- **PROBLEM**: How many lines in the entries below contain the word "window"? Reply with the number alone.

- **DATA IN THIS EXERCISE**:

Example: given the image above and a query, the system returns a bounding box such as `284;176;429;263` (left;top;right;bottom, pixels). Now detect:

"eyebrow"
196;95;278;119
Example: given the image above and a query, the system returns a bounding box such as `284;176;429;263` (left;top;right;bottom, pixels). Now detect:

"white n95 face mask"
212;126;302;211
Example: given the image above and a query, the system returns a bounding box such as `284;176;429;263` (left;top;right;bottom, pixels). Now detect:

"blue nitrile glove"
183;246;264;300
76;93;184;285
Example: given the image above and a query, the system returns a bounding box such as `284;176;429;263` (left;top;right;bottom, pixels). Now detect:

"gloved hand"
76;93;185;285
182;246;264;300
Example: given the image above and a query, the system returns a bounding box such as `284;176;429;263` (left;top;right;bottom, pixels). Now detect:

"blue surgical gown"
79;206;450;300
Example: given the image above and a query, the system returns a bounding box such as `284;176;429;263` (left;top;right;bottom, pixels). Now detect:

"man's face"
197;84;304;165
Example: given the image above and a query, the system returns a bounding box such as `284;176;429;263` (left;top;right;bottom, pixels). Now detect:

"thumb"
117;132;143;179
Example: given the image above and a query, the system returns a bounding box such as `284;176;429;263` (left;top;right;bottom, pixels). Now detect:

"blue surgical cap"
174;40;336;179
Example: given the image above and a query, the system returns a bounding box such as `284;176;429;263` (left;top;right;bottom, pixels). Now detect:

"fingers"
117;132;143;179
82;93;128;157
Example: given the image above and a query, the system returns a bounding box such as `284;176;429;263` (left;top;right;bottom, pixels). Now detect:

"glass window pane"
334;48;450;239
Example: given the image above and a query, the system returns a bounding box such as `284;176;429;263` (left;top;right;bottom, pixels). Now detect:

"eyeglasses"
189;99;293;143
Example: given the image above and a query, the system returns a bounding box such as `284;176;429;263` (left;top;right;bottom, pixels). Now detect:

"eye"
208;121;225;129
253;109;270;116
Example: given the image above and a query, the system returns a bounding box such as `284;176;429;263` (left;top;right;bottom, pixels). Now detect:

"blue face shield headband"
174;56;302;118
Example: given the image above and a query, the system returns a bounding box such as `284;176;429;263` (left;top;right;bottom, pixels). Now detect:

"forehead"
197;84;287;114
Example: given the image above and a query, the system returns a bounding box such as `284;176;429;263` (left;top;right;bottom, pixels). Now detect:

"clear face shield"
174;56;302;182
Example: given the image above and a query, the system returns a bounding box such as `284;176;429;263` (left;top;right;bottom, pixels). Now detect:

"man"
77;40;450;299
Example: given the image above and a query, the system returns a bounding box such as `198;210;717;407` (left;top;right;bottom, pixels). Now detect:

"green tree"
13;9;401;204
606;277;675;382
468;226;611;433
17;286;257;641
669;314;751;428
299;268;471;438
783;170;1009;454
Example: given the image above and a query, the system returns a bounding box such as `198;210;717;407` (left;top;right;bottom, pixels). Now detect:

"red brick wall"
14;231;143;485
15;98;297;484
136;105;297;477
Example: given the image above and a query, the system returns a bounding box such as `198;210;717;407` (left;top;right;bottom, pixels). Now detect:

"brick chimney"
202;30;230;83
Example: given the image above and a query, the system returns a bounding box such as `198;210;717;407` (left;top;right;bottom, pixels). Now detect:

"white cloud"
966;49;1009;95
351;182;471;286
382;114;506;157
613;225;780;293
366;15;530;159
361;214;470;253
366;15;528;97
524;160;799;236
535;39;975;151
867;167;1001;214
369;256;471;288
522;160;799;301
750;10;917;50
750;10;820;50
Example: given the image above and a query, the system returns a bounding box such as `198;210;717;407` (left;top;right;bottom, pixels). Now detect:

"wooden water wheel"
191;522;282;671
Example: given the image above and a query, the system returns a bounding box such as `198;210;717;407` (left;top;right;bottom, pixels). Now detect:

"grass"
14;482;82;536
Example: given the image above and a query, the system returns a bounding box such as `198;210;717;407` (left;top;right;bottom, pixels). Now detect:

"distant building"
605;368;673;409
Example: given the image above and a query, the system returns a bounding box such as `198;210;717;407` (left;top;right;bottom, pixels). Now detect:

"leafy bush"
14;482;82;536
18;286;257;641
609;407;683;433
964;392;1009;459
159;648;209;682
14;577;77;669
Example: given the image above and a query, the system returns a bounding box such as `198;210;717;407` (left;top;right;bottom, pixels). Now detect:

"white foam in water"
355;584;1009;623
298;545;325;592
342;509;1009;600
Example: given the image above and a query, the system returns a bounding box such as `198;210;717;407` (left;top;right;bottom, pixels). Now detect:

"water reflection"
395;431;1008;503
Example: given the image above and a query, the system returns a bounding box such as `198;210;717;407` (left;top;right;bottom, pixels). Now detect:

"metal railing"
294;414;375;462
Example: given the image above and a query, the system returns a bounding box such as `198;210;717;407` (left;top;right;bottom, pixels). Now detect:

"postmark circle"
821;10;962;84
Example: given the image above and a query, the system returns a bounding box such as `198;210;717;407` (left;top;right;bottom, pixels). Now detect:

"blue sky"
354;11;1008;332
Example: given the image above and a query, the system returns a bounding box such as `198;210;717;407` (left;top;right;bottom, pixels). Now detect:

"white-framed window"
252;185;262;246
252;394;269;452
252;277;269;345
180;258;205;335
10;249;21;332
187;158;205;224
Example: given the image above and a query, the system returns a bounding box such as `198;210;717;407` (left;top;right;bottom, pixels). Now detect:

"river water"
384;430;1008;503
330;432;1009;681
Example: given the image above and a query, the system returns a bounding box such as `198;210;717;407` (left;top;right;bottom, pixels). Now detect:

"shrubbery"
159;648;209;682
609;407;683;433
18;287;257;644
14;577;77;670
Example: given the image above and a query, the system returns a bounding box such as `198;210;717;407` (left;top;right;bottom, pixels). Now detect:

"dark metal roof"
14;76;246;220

- **THE OUTPUT**: 2